◆ PROVIDED PASSAGE:
· · · ·

In the introducton to the familiar tale Miracle on 34th Street (Harcourt Brace Jovanovich, $15.95), Valentine Davies's wife, Elizabeth Davies, writes: ''(During the war years) . . . the sight of the glaring commercialism surrounding the Christmas season struck my husband. He turned to me and asked, 'What would Santa say if he could see this?' ''
''Miracle on 34th Street,'' a story about a little girl who absolutely refuses to believe in anything make-believe, and her friendship with a man named Kris Kringle, is Valentine Davies' answer to that question. Tomie dePaola's full-page, blocklike illustrations seem to capture slices of the story.

· · · ·

◆ LISTED RECORDS:
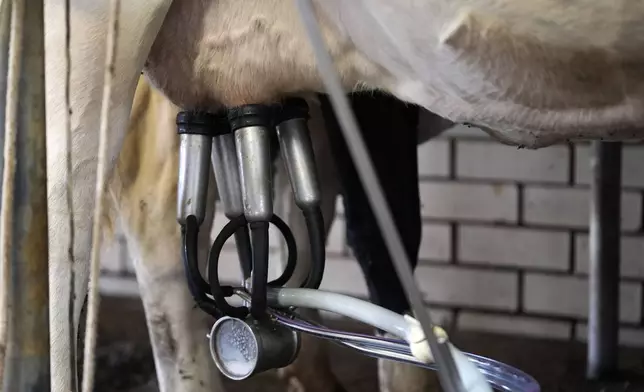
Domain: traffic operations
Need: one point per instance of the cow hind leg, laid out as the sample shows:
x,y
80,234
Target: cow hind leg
x,y
177,327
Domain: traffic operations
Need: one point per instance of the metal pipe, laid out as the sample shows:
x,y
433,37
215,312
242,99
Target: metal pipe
x,y
27,365
448,374
5,27
605,213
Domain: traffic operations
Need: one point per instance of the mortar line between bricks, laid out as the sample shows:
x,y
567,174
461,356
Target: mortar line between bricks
x,y
520,291
641,229
550,185
452,159
572,161
572,253
520,204
454,234
641,303
500,223
489,267
509,313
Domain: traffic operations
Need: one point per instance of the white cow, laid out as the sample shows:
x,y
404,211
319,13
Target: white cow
x,y
142,197
531,72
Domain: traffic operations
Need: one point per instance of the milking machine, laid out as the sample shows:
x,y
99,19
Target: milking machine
x,y
264,332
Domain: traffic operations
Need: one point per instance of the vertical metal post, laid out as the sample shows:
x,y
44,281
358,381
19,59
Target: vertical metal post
x,y
605,214
27,365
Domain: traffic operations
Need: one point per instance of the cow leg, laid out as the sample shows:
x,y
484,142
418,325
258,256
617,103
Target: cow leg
x,y
139,24
311,370
395,160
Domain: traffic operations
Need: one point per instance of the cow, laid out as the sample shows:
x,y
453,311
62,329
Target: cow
x,y
529,73
141,198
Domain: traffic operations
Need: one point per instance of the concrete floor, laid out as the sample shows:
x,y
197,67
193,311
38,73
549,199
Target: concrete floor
x,y
125,362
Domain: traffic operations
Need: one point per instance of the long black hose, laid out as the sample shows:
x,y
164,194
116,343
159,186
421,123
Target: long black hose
x,y
217,291
244,250
317,238
259,236
196,285
220,292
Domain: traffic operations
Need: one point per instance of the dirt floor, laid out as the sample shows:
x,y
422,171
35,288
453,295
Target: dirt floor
x,y
124,361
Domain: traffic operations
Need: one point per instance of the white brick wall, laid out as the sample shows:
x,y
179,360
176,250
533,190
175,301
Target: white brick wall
x,y
504,246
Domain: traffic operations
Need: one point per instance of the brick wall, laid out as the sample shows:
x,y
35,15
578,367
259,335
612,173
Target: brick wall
x,y
504,246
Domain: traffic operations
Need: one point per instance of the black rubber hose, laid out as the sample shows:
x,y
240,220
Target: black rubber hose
x,y
217,291
259,236
291,247
196,285
317,239
244,250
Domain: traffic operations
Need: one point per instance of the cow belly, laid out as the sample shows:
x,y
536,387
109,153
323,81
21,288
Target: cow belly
x,y
230,52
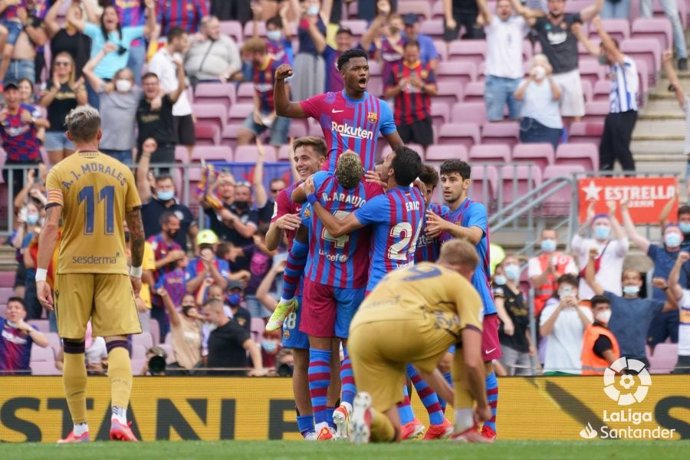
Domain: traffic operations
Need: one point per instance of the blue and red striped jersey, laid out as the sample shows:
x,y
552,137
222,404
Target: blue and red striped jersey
x,y
473,214
396,218
339,262
429,248
263,84
352,124
411,104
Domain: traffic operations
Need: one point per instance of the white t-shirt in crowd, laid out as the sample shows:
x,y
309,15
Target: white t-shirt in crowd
x,y
564,344
611,267
504,46
162,64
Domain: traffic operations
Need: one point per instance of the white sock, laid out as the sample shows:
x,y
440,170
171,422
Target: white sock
x,y
464,420
120,414
80,428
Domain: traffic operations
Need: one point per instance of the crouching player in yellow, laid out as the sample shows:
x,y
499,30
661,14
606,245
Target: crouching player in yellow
x,y
413,316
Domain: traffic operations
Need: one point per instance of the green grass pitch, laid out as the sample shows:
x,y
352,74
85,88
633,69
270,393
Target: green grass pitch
x,y
276,450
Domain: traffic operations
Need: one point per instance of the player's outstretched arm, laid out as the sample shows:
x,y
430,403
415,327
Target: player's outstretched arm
x,y
284,107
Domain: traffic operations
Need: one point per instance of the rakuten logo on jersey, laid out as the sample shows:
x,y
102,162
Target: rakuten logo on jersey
x,y
349,131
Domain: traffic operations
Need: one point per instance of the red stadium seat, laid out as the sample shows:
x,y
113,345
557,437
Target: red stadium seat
x,y
585,155
489,153
447,152
466,134
541,155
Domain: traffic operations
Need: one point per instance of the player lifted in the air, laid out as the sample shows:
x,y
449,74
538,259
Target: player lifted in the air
x,y
351,119
413,316
93,195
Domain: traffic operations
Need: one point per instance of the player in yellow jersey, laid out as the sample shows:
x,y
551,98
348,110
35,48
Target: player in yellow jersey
x,y
92,194
413,316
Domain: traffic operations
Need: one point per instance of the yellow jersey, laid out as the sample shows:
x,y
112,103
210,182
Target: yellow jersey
x,y
425,291
95,192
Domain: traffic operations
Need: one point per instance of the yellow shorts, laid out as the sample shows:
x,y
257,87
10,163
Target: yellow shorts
x,y
107,300
381,350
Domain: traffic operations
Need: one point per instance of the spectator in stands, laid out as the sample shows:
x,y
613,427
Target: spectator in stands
x,y
670,8
599,345
427,50
665,325
263,117
310,76
185,329
681,296
514,333
31,38
157,122
229,344
412,84
111,30
563,322
611,250
539,92
164,199
463,13
68,38
19,124
558,42
631,315
118,101
184,14
207,265
17,338
63,94
213,56
547,267
504,34
166,64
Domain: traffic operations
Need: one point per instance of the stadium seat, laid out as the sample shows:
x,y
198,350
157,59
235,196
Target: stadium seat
x,y
656,28
474,112
517,181
541,155
585,155
249,154
212,153
507,132
664,358
489,153
446,152
466,134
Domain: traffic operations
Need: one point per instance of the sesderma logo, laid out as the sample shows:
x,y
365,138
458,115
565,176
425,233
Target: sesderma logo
x,y
620,381
346,130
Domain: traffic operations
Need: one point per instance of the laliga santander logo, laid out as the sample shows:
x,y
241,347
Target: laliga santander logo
x,y
631,395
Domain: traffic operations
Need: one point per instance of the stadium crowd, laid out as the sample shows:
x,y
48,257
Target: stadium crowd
x,y
212,280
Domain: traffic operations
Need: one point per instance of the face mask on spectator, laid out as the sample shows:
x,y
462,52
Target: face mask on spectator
x,y
601,232
631,290
548,245
166,195
672,240
123,86
274,35
512,272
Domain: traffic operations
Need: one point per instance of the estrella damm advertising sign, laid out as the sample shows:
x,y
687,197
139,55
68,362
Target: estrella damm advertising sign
x,y
193,408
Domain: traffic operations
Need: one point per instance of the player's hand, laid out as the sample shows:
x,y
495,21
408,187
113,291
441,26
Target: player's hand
x,y
136,285
435,224
289,222
45,295
283,71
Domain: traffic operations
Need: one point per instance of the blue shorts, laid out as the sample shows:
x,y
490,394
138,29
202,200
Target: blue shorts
x,y
14,28
57,141
292,336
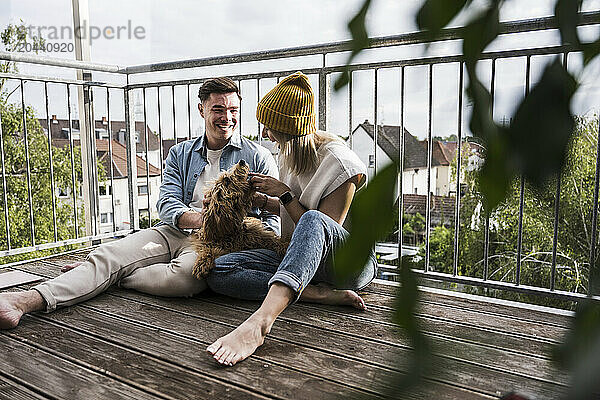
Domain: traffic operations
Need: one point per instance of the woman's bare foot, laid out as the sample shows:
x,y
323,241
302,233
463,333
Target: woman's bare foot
x,y
324,294
242,342
14,304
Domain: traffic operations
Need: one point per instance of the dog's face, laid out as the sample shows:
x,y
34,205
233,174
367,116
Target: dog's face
x,y
230,199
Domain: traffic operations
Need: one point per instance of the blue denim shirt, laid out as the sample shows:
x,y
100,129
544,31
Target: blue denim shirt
x,y
187,160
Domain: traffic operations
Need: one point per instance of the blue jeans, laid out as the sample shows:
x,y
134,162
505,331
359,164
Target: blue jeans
x,y
309,259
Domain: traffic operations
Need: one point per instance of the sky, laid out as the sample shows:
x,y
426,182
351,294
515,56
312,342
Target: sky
x,y
187,29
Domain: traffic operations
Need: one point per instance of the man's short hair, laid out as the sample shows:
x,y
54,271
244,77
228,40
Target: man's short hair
x,y
217,85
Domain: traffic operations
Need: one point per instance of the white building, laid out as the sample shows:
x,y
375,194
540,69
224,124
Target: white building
x,y
414,176
114,197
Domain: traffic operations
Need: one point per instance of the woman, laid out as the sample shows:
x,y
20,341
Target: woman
x,y
318,178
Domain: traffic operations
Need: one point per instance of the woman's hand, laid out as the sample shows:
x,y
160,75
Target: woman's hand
x,y
267,184
259,200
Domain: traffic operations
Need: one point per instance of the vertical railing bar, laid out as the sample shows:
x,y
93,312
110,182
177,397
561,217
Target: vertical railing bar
x,y
173,112
72,151
376,122
148,162
429,162
401,173
130,145
458,170
4,190
258,135
239,83
592,273
556,212
486,244
522,189
51,161
324,88
92,157
160,141
112,182
350,135
189,116
27,164
520,229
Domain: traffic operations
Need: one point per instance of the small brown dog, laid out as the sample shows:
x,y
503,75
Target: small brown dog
x,y
225,227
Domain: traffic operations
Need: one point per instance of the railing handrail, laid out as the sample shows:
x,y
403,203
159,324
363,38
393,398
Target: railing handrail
x,y
517,26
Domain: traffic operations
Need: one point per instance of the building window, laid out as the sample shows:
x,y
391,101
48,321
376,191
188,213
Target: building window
x,y
62,192
371,160
105,189
106,218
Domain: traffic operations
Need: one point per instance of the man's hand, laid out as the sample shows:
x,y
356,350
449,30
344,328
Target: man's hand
x,y
191,220
267,184
69,267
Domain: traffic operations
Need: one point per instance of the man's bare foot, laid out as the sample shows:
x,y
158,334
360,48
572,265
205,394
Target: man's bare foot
x,y
324,294
242,342
14,304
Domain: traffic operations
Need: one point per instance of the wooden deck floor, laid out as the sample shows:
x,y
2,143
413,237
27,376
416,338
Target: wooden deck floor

· · · ·

◆ YOUR ASSIGNMENT: Summarize the Miracle on 34th Street text above in two sentences.

◆ TASK ANSWER: In the introduction to Miracle on 34th Street, Elizabeth Davies writes that during the war years her husband, Valentine Davies, was struck by the glaring commercialism surrounding the Christmas season and asked what Santa would say if he could see it. The story, about a little girl who refuses to believe in anything make-believe and her friendship with a man named Kris Kringle, is his answer to that question, and Tomie dePaola's full-page, blocklike illustrations seem to capture slices of it.